Beantworte diese Fragen zum Textabschnitt über Sozialraumorientierung.
(a) Worauf ist der Kern des Begriffs letztendlich immer bezogen?
(b) In welchem Bereich wurde das Konzept insbesondere entwickelt?
(c) Welches Prinzip wird als fünftes genannt?

*Textabschnitt:*
════════

Sozialraumorientierung ist ein vieldiskutierter Begriff geworden. Oft wird der Begriff rein räumlich verstanden, steht im Wort selbst doch „der Raum“ an sich im Zentrum. Kern des Begriffs ist jedoch nicht nur der Raum, der uns umgibt, sondern das, was sich darin abspielt – das Beziehungsgeflecht, die Ressourcen – und ist letztendlich immer bezogen auf die Menschen, die diesen Raum prägen.
Dr. Wolfgang Hinte ging in seinem Einstiegsreferat genau auf diesen Aspekt ein, nämlich das Verstehen von „Sozialraumorientierung“ nicht im räumlichen Kontext sondern als inhaltliches Konzept für Soziale Arbeit, das über viele Jahre hinweg, in der Tradition der Gemeinwesenarbeit, insbesondere in der Jugendhilfe entwickelt wurde und seit einigen Jahren im Rahmen der Inklusionsdebatte in der Behindertenhilfe enorme Aufmerksamkeit erfährt.
Hinte betont, dass es grundsätzlich in der Sozialen Arbeit nicht darum geht, Menschen zu verändern, sondern Arrangements zu schaffen und Verhältnisse zu gestalten, in denen sich Menschen nach ihrem eigenen Lebensentwurf entwickeln können. Der Fokus ist also immer die Umwelt, das Feld, in dem sich die jeweiligen Akteure bewegen. Und so basiert laut Hinte die Sozialraumorientierung auf fünf Prinzipien. Es geht nicht um die Arbeit „am“ Quartier, sondern um den klaren Willen der leistungsberechtigten Menschen. „Die Frage ist also immer wieder, ob wir ernst nehmen, was die Menschen wollen, oder ob wir schon zu wissen glauben, was gut für sie ist“, so Hinte. Darauf aufbauend braucht es ein sog. „provokante Aktivierungskultur“, die Menschen veranlasst, ihre Ziele ein Stück weit selbst in die Hand zu nehmen. „Wir brauchen Profis, die so viel Hilfe wie nötig und so wenig Hilfe wie möglich einbringen“, fordert Hinte. Und dies geht nur, wenn wir auch die Ressourcen in Betracht ziehen – des einzelnen Menschen, wie auch jene im Quartier selbst. Sehr großes Potential haben dabei, die fern von der professionellen Arbeit existierenden lebensweltlichen Ressourcen, also jene des Sozialraums. Ein wichtiges und damit viertes Prinzip ist die Notwendigkeit im zielgruppenübergreifenden Kontext zu arbeiten – eine Fähigkeit, die die Fachkräfte laut Hinte neu erlernen müssen. Mit dem fünften Prinzip, nämlich dem Aufbau sog. kooperativer Landschaften, dh. der Vernetzung und Abstimmung der zahlreichen sozialen Dienste, soll es gelingen wirklich funktionierende Einzelhilfen für leistungsberechtigte Menschen zu etablieren. Budgets für Sozialräume sind damit die logische Konsequenz. Zu stark konkurrierende Träger, das Denken in Organisationsstrukturen und Finanzierungssträngen hemmen heute die Soziale Arbeit und deren Weiterentwicklung.

════════

*Angezeigte Daten:*
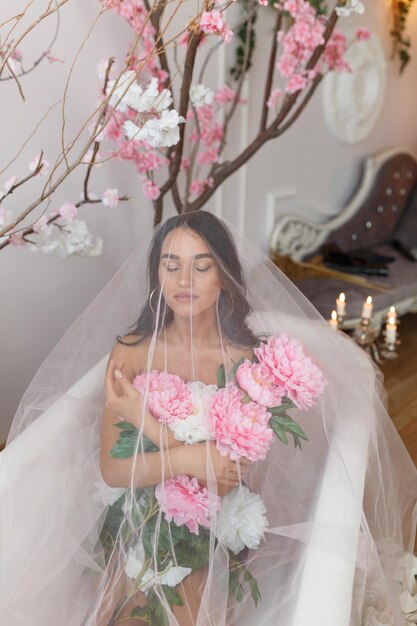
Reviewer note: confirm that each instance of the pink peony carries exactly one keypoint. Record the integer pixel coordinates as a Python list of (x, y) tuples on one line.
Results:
[(183, 500), (363, 34), (256, 380), (240, 429), (291, 368), (168, 397)]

════════

*Lösung:*
(a) Er ist letztendlich immer auf die Menschen bezogen, die diesen Raum prägen.
(b) Das Konzept wurde insbesondere in der Jugendhilfe entwickelt.
(c) Das fünfte Prinzip ist der Aufbau sogenannter kooperativer Landschaften, also die Vernetzung und Abstimmung der zahlreichen sozialen Dienste.